» Work required: Count the lines in the data below that contain the word "white". Reply with the number alone.

-- start of Records for this exercise --

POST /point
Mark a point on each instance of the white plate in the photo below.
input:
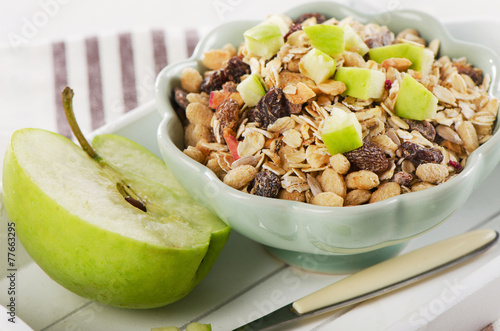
(246, 282)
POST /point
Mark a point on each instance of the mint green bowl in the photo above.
(328, 239)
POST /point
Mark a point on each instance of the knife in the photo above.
(381, 278)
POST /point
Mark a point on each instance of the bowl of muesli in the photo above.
(246, 119)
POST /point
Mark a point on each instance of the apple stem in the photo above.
(67, 98)
(128, 194)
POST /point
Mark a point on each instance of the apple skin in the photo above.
(97, 263)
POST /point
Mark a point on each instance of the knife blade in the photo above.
(381, 278)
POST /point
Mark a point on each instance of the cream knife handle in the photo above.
(396, 270)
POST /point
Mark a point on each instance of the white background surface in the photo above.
(50, 20)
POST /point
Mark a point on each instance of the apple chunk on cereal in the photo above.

-- end of Records for this exercise --

» Final result: 2